=== Work to be completed ===
Please pick out and copy each line in the rows below that contains the word "written".

=== Information supplied ===
══════

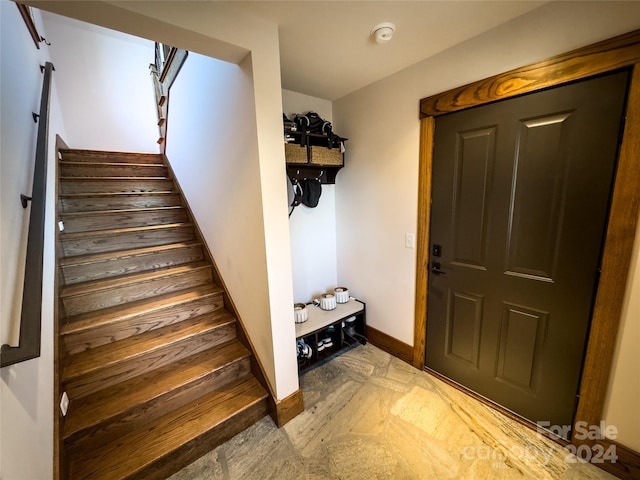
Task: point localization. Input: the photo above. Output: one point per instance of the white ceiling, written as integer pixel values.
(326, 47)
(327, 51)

══════

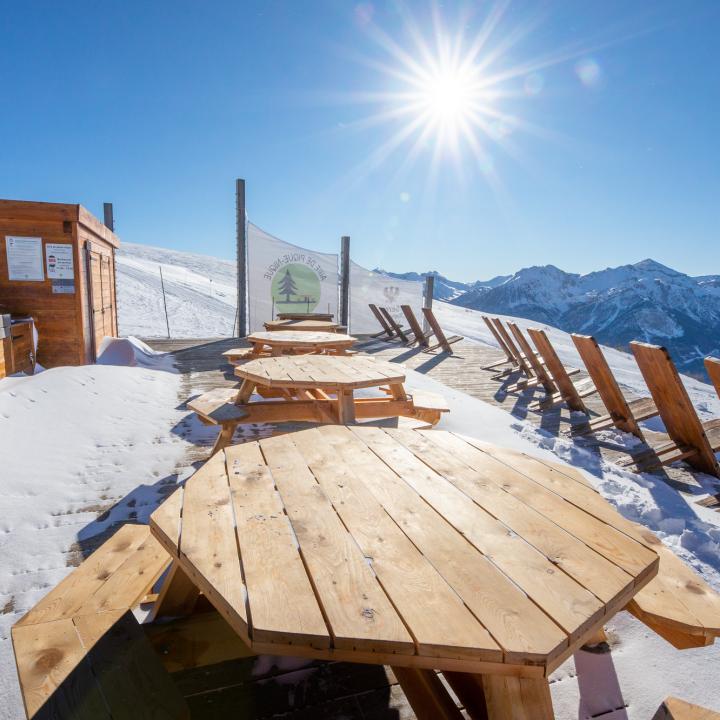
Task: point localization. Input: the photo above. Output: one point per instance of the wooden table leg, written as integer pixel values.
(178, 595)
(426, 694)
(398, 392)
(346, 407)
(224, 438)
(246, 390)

══════

=== Result below ===
Task: point localization. Input: the photo above. Output: one point per instance of the white ceiling, written as integer pixel values.
Task: point localization. Input: the photo above. Output: one point per instance of the wooden table leg, written as integer pixel values.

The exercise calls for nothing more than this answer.